C’est donc à une appréciation concrète de l’activité de l’agent et du marché sur lequel il opère que procèdent les tribunaux.

Il en va de même en cas de présence d’une clause d’objectif.

Sa non réalisation ne peut en aucun cas constituer en soi une faute de l’agent.

La cour de cassation, notamment dans un arrêt du 28 mai 2002, a invoqué le fait que d’une part l’inobservation du quota ne résulte pas nécessairement d’un manquement d’activité de l’agent et d’autre part, en présence d’un texte d’ordre public, comme l’article L134-12 du code de commerce, toute clause privant l’agent du droit à indemnité est réputée non écrite et ne peut pas renverser la charge de la preuve : c’est au magistrat qu’il appartient de dire ce qui est fautif.

 

B)    Insuffisance d’information à l’égard du mandant

L’agent commercial est fondamentalement un fournisseur d’informations. En application de l’article 1er du décret du 23 décembre 1958, modifié le 10 juin 1992, « l’agent doit communiquer à son mandant toute information nécessaire à l’exécution du contrat ».

Mais la difficulté est de savoir ce qui est nécessaire au mandant. Aussi, en l’absence de définition contractuelle claire de l’information que le commettant peut exploiter, et donc qu’il souhaite recevoir, ou de rappels circonstanciés à l’agent qui omettrait de fournir les renseignements contractuellement définis, il n’est pas possible de constituer en faute l’agent au prétexte de l’insuffisance de rapports.

Cour d’appel de Paris, le 30 janvier 1965 : « dans le contexte d’un écrit qui met l’accent sur l’indépendance de l’agent, l’absence d’indication sur la fréquence des rapports à fournir était bien le signe d’une certaine latitude qui lui était laissé ».

Cour d’appel de Paris, 19 novembre 1981 : « il ne résulte pas des documents mis aux débats que la société ait vainement demandé des renseignements et n’ait pu obtenir de réponse ».


C)    Impayés de la clientèle

Pèse sur le mandant la charge de prouver que la livraison à un client insolvable est due à la faute de l’agent, qui connaissait le risque de défaillance financière du client, ou aurait dû connaître une insolvabilité révélée, et n’en a pas averti le commettant.

Cour de cassation, chambre commerciale, 9 avril 1991

Tribunal de commerce de Dieppe, 14 mars 1986 : « l’agent ne peut être tenu responsable d’un impayé d’autant qu’il est impossible d’établir en juillet l’insolvabilité de la société cliente qui a déposé son bilan en décembre ».


D)    Actes de concurrence

La finalité pour le mandataire et le mandant est de créer une part de marché qui est pour eux une valeur commune. Ainsi, il est totalement contraire à l’intérêt commun que l’agent vende des produits concurrents qui vont réduire la part de marché que le contrat d’agence a pour but de maintenir ou de développer.

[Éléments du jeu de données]
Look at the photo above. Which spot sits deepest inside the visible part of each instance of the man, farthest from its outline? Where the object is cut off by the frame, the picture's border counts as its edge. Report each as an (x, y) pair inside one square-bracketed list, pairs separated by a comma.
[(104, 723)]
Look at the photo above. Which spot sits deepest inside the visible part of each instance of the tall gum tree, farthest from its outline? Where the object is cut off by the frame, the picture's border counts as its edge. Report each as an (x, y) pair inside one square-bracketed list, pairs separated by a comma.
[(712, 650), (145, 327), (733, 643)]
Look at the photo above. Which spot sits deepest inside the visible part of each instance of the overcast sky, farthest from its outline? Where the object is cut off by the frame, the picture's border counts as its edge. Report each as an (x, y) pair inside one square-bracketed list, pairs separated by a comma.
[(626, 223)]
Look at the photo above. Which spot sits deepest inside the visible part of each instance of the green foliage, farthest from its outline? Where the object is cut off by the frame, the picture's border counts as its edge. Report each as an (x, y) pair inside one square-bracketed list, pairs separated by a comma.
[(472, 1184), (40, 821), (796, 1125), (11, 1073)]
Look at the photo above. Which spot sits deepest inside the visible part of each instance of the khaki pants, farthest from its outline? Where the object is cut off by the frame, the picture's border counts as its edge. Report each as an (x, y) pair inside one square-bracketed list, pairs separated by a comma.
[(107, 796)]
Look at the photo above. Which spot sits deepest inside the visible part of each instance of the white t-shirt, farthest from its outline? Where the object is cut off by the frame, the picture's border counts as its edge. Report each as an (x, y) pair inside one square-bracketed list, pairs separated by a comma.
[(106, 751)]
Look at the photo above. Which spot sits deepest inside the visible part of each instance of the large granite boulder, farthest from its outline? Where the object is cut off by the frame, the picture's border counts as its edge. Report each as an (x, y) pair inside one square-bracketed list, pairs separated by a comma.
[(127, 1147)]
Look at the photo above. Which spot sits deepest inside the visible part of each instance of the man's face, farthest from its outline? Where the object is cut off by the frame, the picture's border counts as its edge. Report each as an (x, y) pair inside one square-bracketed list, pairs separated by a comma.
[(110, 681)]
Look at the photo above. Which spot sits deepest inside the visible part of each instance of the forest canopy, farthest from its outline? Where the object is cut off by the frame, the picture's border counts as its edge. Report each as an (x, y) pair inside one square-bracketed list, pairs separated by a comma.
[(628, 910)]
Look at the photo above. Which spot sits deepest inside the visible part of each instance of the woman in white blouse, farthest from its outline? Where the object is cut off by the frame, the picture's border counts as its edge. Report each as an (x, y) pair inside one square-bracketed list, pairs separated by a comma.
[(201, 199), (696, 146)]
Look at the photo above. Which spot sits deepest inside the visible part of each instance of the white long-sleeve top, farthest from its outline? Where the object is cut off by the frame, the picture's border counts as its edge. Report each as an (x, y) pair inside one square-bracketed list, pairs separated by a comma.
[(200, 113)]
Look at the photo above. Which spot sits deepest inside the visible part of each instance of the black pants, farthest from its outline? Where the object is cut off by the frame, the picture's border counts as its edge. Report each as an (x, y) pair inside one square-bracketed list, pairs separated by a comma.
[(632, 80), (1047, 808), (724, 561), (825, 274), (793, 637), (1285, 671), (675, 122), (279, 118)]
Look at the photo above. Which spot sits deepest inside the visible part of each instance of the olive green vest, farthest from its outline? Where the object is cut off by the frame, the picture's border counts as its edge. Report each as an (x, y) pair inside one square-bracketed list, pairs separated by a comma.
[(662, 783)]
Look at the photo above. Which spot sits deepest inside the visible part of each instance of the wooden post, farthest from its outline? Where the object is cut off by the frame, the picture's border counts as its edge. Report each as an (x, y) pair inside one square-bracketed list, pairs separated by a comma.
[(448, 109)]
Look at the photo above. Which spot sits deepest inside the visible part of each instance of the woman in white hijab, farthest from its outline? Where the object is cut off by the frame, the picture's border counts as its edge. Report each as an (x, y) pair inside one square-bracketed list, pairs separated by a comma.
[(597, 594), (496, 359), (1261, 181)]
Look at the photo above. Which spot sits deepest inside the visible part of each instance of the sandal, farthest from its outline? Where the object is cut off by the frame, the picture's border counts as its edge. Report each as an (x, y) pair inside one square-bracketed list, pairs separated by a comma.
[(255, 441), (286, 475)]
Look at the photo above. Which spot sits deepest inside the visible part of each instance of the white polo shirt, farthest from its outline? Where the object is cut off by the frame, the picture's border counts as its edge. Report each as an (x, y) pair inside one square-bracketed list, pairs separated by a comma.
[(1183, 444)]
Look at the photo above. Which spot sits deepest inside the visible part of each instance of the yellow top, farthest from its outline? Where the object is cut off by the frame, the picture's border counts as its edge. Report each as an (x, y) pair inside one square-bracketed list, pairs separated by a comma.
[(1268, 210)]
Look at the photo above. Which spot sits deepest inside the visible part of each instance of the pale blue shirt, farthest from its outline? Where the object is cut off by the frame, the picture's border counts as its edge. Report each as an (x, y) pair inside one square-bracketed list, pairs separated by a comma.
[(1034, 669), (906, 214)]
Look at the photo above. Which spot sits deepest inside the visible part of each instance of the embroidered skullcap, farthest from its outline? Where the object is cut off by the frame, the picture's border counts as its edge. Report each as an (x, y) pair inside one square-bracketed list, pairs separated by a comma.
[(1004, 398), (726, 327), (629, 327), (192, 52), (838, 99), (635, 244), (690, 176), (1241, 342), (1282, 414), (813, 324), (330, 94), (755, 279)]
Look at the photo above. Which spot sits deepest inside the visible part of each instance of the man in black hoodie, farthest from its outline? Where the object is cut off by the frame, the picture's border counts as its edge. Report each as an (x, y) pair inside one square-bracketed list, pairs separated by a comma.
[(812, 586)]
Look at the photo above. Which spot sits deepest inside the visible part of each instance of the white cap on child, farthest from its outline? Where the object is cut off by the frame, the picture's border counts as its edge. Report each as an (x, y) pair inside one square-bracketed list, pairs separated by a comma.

**EXERCICES**:
1. Reproduis le passage du texte sur les fautes de l'agent commercial, en commençant par "Pèse sur le" et en continuant jusqu'à "ou de développer.".
2. Mets sous forme de CSV à deux colonnes, consigne et reponse, les enregistrements qui commencent à la ligne contenant "the white polo" et vont jusqu'à la ligne contenant "[(1183, 444)]", ces deux lignes comprises. Fais une rangée pour chaque texte suivi de sa réponse, avec chaque champ entre guillemets et les sauts de ligne remplacés par des espaces.

**CORRIGÉS**:
1.
Pèse sur le mandant la charge de prouver que la livraison à un client insolvable est due à la faute de l’agent, qui connaissait le risque de défaillance financière du client, ou aurait dû connaître une insolvabilité révélée, et n’en a pas averti le commettant.

Cour de cassation, chambre commerciale, 9 avril 1991

Tribunal de commerce de Dieppe, 14 mars 1986 : « l’agent ne peut être tenu responsable d’un impayé d’autant qu’il est impossible d’établir en juillet l’insolvabilité de la société cliente qui a déposé son bilan en décembre ».


D)    Actes de concurrence

La finalité pour le mandataire et le mandant est de créer une part de marché qui est pour eux une valeur commune. Ainsi, il est totalement contraire à l’intérêt commun que l’agent vende des produits concurrents qui vont réduire la part de marché que le contrat d’agence a pour but de maintenir ou de développer.

2.
consigne,reponse
"Look at the photo above. Which spot sits deepest inside the visible part of each instance of the white polo shirt, farthest from its outline? Where the object is cut off by the frame, the picture's border counts as its edge. Report each as an (x, y) pair inside one square-bracketed list, pairs separated by a comma.","[(1183, 444)]"